(Referring expression data)
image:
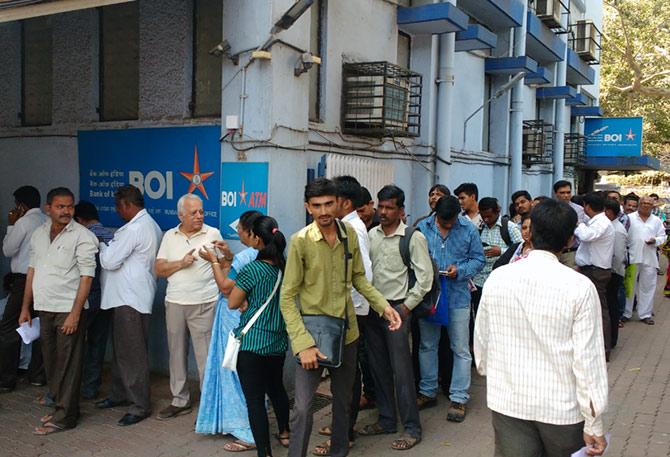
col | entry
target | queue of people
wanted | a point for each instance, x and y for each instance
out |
(349, 296)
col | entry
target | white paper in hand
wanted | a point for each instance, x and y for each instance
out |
(582, 451)
(29, 333)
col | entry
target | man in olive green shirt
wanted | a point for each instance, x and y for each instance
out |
(389, 353)
(315, 283)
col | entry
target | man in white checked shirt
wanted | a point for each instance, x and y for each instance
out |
(539, 342)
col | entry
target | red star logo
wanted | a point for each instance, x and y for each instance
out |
(243, 195)
(196, 178)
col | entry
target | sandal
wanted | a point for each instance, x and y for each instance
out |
(283, 438)
(374, 429)
(47, 428)
(324, 448)
(404, 443)
(238, 446)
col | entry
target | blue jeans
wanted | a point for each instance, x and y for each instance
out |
(459, 335)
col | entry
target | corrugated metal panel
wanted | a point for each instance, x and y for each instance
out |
(371, 173)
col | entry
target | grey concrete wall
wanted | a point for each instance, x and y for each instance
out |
(10, 74)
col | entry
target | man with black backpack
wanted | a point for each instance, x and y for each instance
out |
(456, 248)
(389, 352)
(497, 234)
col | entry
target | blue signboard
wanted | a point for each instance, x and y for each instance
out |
(244, 187)
(613, 136)
(164, 163)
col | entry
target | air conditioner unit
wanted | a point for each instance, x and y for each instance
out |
(533, 141)
(586, 41)
(549, 12)
(377, 101)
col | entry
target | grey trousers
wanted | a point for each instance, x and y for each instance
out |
(63, 357)
(341, 386)
(130, 364)
(393, 374)
(521, 438)
(182, 321)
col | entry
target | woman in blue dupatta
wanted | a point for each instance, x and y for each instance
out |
(223, 408)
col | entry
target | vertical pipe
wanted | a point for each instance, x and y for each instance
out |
(516, 112)
(559, 141)
(432, 103)
(444, 103)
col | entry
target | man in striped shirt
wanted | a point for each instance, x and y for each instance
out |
(541, 348)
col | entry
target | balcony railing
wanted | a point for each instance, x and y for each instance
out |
(585, 40)
(538, 139)
(574, 150)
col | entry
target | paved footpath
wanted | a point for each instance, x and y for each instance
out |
(638, 417)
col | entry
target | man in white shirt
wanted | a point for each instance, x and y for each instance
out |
(646, 233)
(23, 219)
(128, 287)
(619, 262)
(191, 297)
(541, 348)
(60, 273)
(594, 254)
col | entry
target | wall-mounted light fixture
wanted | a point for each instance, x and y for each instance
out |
(305, 62)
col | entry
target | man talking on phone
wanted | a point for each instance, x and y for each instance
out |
(455, 246)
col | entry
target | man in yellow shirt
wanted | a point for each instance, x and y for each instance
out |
(315, 284)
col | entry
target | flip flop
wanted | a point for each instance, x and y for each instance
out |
(404, 443)
(238, 446)
(374, 429)
(324, 448)
(47, 428)
(283, 439)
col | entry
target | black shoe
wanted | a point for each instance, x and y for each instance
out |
(109, 403)
(130, 419)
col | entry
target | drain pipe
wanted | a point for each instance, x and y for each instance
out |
(432, 103)
(559, 141)
(447, 53)
(516, 112)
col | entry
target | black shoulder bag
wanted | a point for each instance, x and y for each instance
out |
(328, 331)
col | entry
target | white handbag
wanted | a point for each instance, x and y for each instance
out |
(234, 343)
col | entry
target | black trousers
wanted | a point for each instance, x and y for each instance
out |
(613, 305)
(261, 375)
(10, 341)
(393, 374)
(600, 277)
(97, 331)
(130, 364)
(521, 438)
(63, 356)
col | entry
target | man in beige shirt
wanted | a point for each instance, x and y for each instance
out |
(190, 299)
(389, 352)
(60, 272)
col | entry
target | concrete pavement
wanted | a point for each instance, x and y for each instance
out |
(638, 417)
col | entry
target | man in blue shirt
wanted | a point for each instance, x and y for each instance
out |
(97, 324)
(455, 246)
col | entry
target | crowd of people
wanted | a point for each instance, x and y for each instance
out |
(393, 311)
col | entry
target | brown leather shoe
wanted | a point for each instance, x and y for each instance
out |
(424, 401)
(456, 412)
(173, 411)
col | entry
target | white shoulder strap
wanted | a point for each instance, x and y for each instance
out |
(255, 317)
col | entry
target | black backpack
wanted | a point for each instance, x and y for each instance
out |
(504, 230)
(426, 306)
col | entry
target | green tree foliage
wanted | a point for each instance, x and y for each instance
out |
(635, 68)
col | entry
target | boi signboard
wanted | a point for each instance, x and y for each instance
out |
(164, 163)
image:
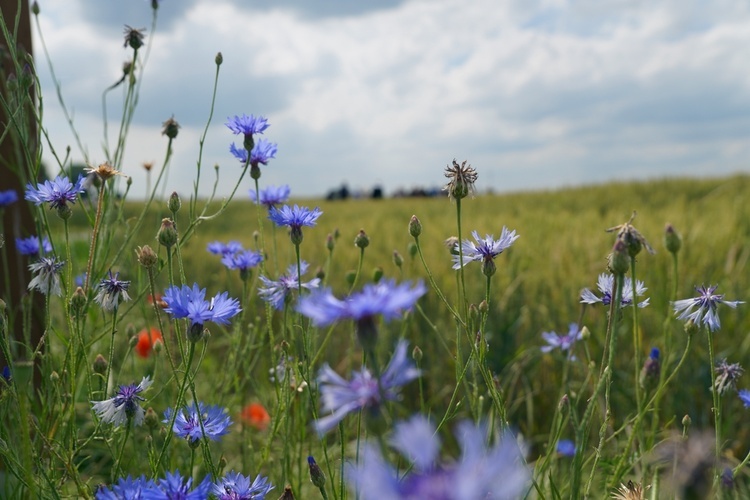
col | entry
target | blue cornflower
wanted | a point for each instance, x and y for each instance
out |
(124, 405)
(294, 217)
(186, 302)
(271, 196)
(277, 292)
(485, 250)
(219, 248)
(47, 279)
(242, 260)
(744, 395)
(481, 472)
(8, 197)
(174, 487)
(340, 397)
(126, 488)
(215, 422)
(58, 193)
(33, 246)
(564, 342)
(235, 486)
(605, 283)
(705, 305)
(263, 150)
(112, 291)
(247, 125)
(566, 448)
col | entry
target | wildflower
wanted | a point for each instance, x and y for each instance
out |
(47, 279)
(219, 248)
(186, 302)
(8, 197)
(263, 150)
(271, 196)
(187, 425)
(174, 487)
(243, 260)
(146, 340)
(124, 406)
(235, 486)
(564, 342)
(112, 291)
(126, 487)
(33, 246)
(605, 284)
(462, 178)
(566, 448)
(340, 397)
(278, 292)
(58, 193)
(256, 416)
(486, 250)
(294, 217)
(702, 309)
(481, 472)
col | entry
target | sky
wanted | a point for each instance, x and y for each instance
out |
(534, 94)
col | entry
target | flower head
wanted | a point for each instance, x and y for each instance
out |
(47, 279)
(58, 193)
(8, 197)
(278, 292)
(112, 291)
(485, 250)
(125, 405)
(187, 425)
(481, 472)
(605, 284)
(33, 246)
(703, 308)
(564, 342)
(235, 486)
(340, 397)
(271, 196)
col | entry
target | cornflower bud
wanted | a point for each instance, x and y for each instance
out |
(672, 239)
(415, 227)
(167, 235)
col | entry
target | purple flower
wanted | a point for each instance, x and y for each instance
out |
(58, 193)
(340, 397)
(8, 197)
(271, 196)
(126, 488)
(485, 250)
(702, 309)
(384, 298)
(47, 279)
(277, 292)
(33, 245)
(124, 405)
(605, 283)
(235, 486)
(247, 125)
(564, 342)
(186, 302)
(186, 425)
(242, 260)
(481, 472)
(263, 150)
(175, 487)
(219, 248)
(112, 291)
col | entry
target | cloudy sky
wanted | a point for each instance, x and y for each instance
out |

* _Try it_
Copy every record above exactly, leaving out any pictures.

* _Exercise response_
image:
col | entry
target | queue of people
wanted | a point for each instance, x and y for each instance
out |
(349, 296)
col | entry
target | white paper in hand
wanted | a point for each instance, x and y for each instance
out |
(582, 451)
(29, 333)
col | entry
target | man in olive green shirt
wanted | a point for each instance, x and y for each instance
out |
(389, 353)
(315, 283)
col | entry
target | man in white checked shirt
wanted | a point for each instance, x and y for each instance
out |
(539, 342)
col | entry
target | red star logo
wanted | a point for each instance, x and y for each instance
out |
(243, 195)
(196, 178)
col | entry
target | sandal
wanted | a point for each instance, x and y for each instance
out |
(283, 438)
(374, 429)
(47, 428)
(324, 448)
(404, 443)
(238, 446)
col | entry
target | blue jeans
wanted | a point for each instance, x and y for each instance
out |
(459, 335)
col | entry
target | corrugated metal panel
wanted | a point for each instance, x and y for each instance
out |
(371, 173)
col | entry
target | grey concrete wall
wanted | a point for each instance, x and y for each instance
out |
(10, 74)
col | entry
target | man with black backpack
wanted | a point for each instance, x and y for each instance
out |
(456, 248)
(389, 352)
(497, 234)
col | entry
target | blue signboard
wanted | a point for each instance, x and y for each instance
out |
(244, 187)
(613, 136)
(164, 163)
col | entry
target | air conditioner unit
wanted | a point for each instance, x and y for each instance
out |
(533, 141)
(586, 41)
(549, 12)
(377, 101)
col | entry
target | grey trousers
wanted | a point for each instance, x and y for each instance
out |
(63, 357)
(341, 386)
(130, 364)
(393, 374)
(521, 438)
(182, 321)
col | entry
target | woman in blue dupatta
wanted | a point for each instance, x and y for each instance
out |
(223, 408)
col | entry
target | vertical pipe
wanted | a point for each instance, x and y for each instance
out |
(516, 112)
(559, 141)
(432, 103)
(444, 103)
col | entry
target | man in striped shirt
wanted | a point for each instance, x and y for each instance
out |
(541, 348)
col | entry
target | balcony railing
wanted | a point for each instance, x and y for each instance
out |
(585, 40)
(538, 139)
(574, 150)
col | entry
target | paved footpath
wanted | a point for each instance, x and y for each instance
out |
(638, 417)
col | entry
target | man in white shirt
wanted | a point for each instance, x and y for each instance
out |
(646, 233)
(23, 219)
(128, 287)
(619, 262)
(191, 297)
(541, 348)
(60, 273)
(594, 254)
col | entry
target | wall-mounted light fixture
wanted | a point for each instance, x and y for each instance
out |
(305, 62)
col | entry
target | man talking on phone
wanted | a point for each instance, x and y for each instance
out |
(455, 246)
col | entry
target | man in yellow shirt
wanted | a point for each instance, x and y for each instance
out |
(315, 284)
col | entry
target | flip flop
wanted | a point for each instance, x and y for each instance
out |
(404, 443)
(238, 446)
(374, 429)
(324, 448)
(47, 428)
(283, 439)
col | entry
target | black shoe
wanted | a point for each instance, x and y for each instance
out |
(109, 403)
(130, 419)
col | entry
target | drain pipe
wanted | a point for each instance, x and y for each instance
out |
(432, 103)
(559, 141)
(447, 53)
(516, 112)
col | entry
target | black shoulder bag
wanted | a point for each instance, x and y for each instance
out |
(328, 331)
col | entry
target | white handbag
wanted | a point for each instance, x and y for each instance
out |
(234, 343)
col | entry
target | black trousers
wanted | a point for each instance, x and y for each instance
out |
(613, 305)
(261, 375)
(10, 341)
(393, 374)
(600, 277)
(97, 331)
(130, 364)
(521, 438)
(63, 356)
col | entry
target | man in beige shirt
wanted | a point for each instance, x and y for each instance
out |
(190, 299)
(389, 352)
(60, 272)
col | entry
target | concrete pavement
wanted | a point for each instance, x and y for each instance
out |
(638, 417)
col | entry
target | man in blue shirt
wanted | a point for each instance, x and y for each instance
out |
(97, 324)
(455, 246)
col | entry
target | crowd of people
wanted | a point for each instance, x and y for each instance
out |
(393, 311)
col | entry
target | brown leather shoe
wanted | a point for each instance, x and y for each instance
out |
(424, 401)
(456, 412)
(173, 411)
col | entry
target | white shoulder strap
wanted | a point for each instance, x and y for each instance
out |
(255, 317)
col | entry
target | black backpack
wanted | a point for each instance, x and y for each instance
out |
(504, 230)
(426, 306)
col | entry
target | green tree foliage
wanted | a point for each instance, x and y for each instance
out |
(635, 68)
col | entry
target | boi signboard
wanted | a point for each instance, x and y for each instance
out |
(164, 163)
image:
col | entry
target | blue cornflower
wanted | a point for each instance, x and y for each instance
out |
(124, 405)
(294, 217)
(186, 302)
(271, 196)
(277, 292)
(485, 250)
(219, 248)
(47, 279)
(242, 260)
(744, 395)
(481, 472)
(8, 197)
(174, 487)
(340, 397)
(126, 488)
(215, 422)
(58, 193)
(33, 246)
(564, 342)
(235, 486)
(605, 283)
(705, 305)
(263, 150)
(112, 291)
(247, 125)
(566, 448)
col | entry
target | wildflower
wanted | a point for each instance, x and y for each instance
out |
(47, 279)
(219, 248)
(186, 302)
(8, 197)
(263, 150)
(271, 196)
(187, 425)
(174, 487)
(243, 260)
(146, 340)
(124, 406)
(235, 486)
(564, 342)
(112, 291)
(126, 487)
(33, 246)
(605, 284)
(462, 178)
(566, 448)
(340, 397)
(278, 292)
(58, 193)
(256, 416)
(486, 250)
(294, 217)
(702, 309)
(481, 472)
col | entry
target | sky
wanted | a point for each instance, x and y for each instance
out |
(534, 94)
col | entry
target | flower head
wanted | a point for each instance, x and y for each instance
out |
(47, 279)
(58, 193)
(8, 197)
(278, 292)
(112, 291)
(485, 250)
(125, 405)
(187, 425)
(481, 472)
(605, 284)
(33, 246)
(703, 308)
(564, 342)
(235, 486)
(340, 397)
(271, 196)
col | entry
target | cornflower bud
wanted | a point for each instance, x and y for each instance
out |
(672, 239)
(415, 227)
(167, 235)
col | entry
target | purple flower
wanted | a point for each instance, x and y for each instance
out |
(58, 193)
(340, 397)
(8, 197)
(271, 196)
(126, 488)
(485, 250)
(702, 309)
(384, 298)
(47, 279)
(277, 292)
(33, 245)
(124, 405)
(605, 283)
(235, 486)
(247, 125)
(564, 342)
(186, 302)
(186, 425)
(242, 260)
(481, 472)
(263, 150)
(175, 487)
(219, 248)
(112, 291)
col | entry
target | cloudy sky
wanted | a point for each instance, x and y for each instance
out |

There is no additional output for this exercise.